Task statement
For the data below, give again exactly the lines from the one containing "box: [66, 45, 151, 69]" through the one containing "box: [122, 112, 139, 135]", both ends included, and no others.

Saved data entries
%%
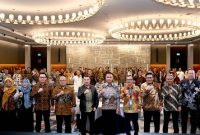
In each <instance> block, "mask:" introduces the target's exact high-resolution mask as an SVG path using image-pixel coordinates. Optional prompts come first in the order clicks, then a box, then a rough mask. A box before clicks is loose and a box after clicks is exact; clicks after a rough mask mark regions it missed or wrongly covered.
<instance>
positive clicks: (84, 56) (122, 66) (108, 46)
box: [66, 45, 151, 69]
mask: <svg viewBox="0 0 200 135" xmlns="http://www.w3.org/2000/svg"><path fill="white" fill-rule="evenodd" d="M150 49H151V47H150V45H95V46H80V45H77V46H67V47H66V55H67V56H66V60H67V65H68V67H72V68H78V67H80V66H81V67H89V68H93V67H100V66H102V67H104V66H109V67H110V68H111V69H112V68H113V67H116V66H118V67H132V66H138V67H145V68H147V67H148V66H149V64H150V59H151V58H150V57H151V54H150V53H151V50H150Z"/></svg>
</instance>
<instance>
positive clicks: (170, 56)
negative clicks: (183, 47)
mask: <svg viewBox="0 0 200 135" xmlns="http://www.w3.org/2000/svg"><path fill="white" fill-rule="evenodd" d="M170 49H171V45H170V44H167V45H166V71H167V72H168V71H169V70H170V68H171V50H170Z"/></svg>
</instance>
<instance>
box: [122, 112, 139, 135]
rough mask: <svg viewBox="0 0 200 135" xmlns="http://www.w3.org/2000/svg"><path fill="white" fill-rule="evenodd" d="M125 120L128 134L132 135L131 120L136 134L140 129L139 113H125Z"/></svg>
mask: <svg viewBox="0 0 200 135" xmlns="http://www.w3.org/2000/svg"><path fill="white" fill-rule="evenodd" d="M124 116H125V121H126V134H127V135H130V134H131V133H130V131H131V129H132V127H131V125H130V122H132V124H133V126H134V130H135V134H137V133H138V131H139V125H138V113H124Z"/></svg>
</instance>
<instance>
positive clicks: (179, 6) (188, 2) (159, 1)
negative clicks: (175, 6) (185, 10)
mask: <svg viewBox="0 0 200 135" xmlns="http://www.w3.org/2000/svg"><path fill="white" fill-rule="evenodd" d="M154 1H156V2H160V3H163V4H166V5H171V6H178V7H187V8H200V0H154Z"/></svg>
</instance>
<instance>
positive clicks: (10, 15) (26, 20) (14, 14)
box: [0, 0, 104, 24]
mask: <svg viewBox="0 0 200 135" xmlns="http://www.w3.org/2000/svg"><path fill="white" fill-rule="evenodd" d="M103 3H104V0H94V3H93V5H92V6H91V7H89V8H87V9H84V10H79V11H76V12H73V13H64V14H58V15H53V14H52V15H47V14H43V15H30V14H29V13H23V15H22V14H19V13H16V11H15V12H14V11H13V12H12V13H0V22H5V23H13V24H57V23H69V22H76V21H81V20H84V19H87V18H89V17H91V16H93V15H94V14H96V13H97V12H98V11H99V9H100V8H101V7H102V6H103Z"/></svg>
%%
Solution below
box: [66, 45, 151, 69]
mask: <svg viewBox="0 0 200 135" xmlns="http://www.w3.org/2000/svg"><path fill="white" fill-rule="evenodd" d="M150 49H151V47H150V45H95V46H80V45H77V46H67V47H66V55H67V56H66V60H67V65H68V67H72V68H78V67H80V66H81V67H89V68H93V67H100V66H102V67H104V66H109V67H110V68H111V69H112V68H113V67H116V66H118V67H132V66H138V67H145V68H147V67H148V66H149V64H150V59H151V58H150V57H151V54H150V53H151V50H150Z"/></svg>
</instance>
<instance>
positive clicks: (170, 56)
negative clicks: (183, 47)
mask: <svg viewBox="0 0 200 135" xmlns="http://www.w3.org/2000/svg"><path fill="white" fill-rule="evenodd" d="M170 49H171V45H170V44H167V45H166V71H167V72H168V71H169V70H170V68H171V50H170Z"/></svg>
</instance>
<instance>
box: [122, 112, 139, 135]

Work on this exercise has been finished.